▶ **REQUIREMENTS**
Pick out every line in the items below that contains the word "background", and copy each such line in full. Only matches with the same letter case count.

[begin DATA FOR THE TASK]

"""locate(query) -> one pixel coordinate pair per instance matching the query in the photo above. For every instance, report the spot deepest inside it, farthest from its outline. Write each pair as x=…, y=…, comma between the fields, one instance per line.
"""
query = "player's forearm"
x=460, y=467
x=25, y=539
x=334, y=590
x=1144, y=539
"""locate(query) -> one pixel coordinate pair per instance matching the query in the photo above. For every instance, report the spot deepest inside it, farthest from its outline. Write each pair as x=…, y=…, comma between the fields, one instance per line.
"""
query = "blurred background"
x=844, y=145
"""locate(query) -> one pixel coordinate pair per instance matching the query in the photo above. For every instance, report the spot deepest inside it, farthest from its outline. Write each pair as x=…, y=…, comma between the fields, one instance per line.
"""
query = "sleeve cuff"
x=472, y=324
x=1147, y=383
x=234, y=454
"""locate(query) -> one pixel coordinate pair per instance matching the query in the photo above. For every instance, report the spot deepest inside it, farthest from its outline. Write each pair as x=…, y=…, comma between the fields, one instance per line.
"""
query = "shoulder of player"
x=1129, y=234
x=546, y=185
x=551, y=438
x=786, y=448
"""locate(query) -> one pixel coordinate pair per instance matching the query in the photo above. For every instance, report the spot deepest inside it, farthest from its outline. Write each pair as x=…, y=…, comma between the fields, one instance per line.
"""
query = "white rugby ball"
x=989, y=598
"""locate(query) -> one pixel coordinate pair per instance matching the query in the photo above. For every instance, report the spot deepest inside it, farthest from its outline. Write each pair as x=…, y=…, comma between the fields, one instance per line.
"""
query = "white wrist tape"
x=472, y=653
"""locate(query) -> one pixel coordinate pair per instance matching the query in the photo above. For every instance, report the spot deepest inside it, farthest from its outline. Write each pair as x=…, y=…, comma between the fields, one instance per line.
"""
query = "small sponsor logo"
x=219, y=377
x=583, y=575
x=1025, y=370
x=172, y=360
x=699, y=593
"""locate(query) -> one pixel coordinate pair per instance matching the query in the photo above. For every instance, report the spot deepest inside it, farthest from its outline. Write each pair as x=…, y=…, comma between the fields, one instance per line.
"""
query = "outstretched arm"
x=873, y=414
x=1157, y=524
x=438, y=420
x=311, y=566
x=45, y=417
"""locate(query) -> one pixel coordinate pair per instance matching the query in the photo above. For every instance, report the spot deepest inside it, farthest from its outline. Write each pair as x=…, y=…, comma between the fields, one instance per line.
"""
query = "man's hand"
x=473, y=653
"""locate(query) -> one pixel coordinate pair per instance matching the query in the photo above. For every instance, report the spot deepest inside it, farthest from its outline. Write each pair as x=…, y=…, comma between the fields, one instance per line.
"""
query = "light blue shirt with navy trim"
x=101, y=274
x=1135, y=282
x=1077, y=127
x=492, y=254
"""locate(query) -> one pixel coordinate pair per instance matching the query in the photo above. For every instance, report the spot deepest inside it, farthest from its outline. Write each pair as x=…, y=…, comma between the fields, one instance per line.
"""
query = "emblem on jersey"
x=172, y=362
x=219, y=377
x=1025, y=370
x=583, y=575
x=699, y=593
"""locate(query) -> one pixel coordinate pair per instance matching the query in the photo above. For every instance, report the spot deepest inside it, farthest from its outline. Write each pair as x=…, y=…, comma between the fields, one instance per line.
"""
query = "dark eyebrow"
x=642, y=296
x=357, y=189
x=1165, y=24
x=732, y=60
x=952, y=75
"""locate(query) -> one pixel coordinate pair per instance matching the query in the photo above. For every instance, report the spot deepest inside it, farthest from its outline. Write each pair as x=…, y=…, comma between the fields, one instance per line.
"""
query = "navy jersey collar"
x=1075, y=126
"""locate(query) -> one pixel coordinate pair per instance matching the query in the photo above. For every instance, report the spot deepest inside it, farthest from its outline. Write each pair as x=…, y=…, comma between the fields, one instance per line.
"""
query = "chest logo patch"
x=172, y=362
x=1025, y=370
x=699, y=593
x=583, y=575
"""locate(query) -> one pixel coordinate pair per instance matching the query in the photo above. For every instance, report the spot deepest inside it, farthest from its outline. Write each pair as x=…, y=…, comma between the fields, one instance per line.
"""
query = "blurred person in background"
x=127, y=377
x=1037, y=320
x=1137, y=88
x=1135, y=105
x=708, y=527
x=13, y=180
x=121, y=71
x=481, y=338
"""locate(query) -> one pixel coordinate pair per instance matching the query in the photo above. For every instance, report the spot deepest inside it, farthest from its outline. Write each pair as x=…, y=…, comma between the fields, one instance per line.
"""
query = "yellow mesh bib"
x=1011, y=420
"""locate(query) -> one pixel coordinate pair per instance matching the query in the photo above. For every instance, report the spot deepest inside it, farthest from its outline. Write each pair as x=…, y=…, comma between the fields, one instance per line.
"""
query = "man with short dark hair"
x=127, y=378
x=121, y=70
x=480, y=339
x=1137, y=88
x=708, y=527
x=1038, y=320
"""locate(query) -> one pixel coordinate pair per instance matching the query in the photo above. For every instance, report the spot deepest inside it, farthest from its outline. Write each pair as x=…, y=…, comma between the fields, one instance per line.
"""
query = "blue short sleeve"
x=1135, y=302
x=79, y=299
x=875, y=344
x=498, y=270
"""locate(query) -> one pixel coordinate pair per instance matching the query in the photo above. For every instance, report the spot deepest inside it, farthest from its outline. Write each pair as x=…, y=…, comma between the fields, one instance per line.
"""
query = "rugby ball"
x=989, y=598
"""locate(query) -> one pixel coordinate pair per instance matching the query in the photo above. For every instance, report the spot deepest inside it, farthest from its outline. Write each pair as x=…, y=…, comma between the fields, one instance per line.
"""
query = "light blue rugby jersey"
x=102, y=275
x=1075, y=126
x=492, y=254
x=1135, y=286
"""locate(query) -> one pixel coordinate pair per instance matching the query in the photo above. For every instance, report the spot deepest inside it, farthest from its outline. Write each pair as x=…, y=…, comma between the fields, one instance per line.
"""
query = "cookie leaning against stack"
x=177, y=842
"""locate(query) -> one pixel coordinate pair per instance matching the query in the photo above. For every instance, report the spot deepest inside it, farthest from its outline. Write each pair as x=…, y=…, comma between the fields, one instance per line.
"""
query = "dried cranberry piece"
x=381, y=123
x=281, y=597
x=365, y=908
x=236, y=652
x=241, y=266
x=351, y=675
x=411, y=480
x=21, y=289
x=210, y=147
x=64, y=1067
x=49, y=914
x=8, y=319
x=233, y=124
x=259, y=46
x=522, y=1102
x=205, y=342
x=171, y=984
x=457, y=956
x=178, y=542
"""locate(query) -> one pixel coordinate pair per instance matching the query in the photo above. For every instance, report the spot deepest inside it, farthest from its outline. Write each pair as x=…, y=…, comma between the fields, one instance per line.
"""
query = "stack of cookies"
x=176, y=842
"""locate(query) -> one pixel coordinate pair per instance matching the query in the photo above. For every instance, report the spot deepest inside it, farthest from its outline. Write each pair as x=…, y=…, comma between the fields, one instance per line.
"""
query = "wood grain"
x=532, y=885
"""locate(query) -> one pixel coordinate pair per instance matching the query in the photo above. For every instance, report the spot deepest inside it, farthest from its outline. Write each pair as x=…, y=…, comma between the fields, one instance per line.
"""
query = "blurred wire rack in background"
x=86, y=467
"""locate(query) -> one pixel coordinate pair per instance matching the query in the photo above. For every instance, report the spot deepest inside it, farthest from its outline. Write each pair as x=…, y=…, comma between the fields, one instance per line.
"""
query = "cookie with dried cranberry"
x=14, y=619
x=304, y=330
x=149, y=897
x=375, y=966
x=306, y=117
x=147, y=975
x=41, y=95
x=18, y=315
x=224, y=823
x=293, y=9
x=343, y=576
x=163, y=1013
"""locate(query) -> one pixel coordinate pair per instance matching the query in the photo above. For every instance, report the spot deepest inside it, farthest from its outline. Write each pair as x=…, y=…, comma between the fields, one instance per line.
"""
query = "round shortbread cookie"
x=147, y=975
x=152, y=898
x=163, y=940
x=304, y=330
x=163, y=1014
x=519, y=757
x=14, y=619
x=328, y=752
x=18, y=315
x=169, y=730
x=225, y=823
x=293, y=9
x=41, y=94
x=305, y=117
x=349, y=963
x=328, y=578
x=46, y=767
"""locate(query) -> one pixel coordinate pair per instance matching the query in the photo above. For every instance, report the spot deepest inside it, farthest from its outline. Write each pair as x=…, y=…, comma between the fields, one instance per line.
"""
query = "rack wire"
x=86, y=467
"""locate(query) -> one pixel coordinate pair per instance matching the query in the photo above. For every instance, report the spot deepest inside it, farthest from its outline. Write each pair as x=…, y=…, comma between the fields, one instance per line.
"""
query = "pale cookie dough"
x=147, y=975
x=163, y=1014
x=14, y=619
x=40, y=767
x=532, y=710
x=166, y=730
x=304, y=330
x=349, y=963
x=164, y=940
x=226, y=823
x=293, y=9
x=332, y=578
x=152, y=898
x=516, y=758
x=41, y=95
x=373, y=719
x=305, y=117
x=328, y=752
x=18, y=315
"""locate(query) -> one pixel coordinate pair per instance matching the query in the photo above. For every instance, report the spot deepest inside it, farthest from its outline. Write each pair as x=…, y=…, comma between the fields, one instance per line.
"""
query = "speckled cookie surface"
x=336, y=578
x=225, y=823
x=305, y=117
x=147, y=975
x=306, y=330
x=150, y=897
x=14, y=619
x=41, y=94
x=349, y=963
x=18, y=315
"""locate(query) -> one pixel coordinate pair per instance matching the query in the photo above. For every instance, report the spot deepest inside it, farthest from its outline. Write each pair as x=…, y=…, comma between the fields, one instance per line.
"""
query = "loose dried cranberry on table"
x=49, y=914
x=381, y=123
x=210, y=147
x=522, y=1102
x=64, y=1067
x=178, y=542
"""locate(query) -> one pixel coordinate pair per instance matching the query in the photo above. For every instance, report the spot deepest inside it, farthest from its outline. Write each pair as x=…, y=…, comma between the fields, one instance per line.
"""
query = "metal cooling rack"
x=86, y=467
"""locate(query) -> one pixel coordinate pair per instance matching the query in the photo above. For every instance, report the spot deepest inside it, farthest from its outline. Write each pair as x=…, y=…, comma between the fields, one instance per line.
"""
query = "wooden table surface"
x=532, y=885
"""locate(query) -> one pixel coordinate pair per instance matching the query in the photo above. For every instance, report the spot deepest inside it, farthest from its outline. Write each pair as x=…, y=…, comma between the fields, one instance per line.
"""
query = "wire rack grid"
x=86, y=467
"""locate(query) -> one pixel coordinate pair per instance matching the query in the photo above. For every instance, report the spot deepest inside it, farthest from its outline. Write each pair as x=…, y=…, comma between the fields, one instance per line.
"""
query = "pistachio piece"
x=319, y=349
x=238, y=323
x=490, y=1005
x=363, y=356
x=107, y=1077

[end DATA FOR THE TASK]

▶ **ANSWER FOR THIS EXERCISE**
query = "blurred background"
query = "blurred person in background"
query = "blurred wire rack in background"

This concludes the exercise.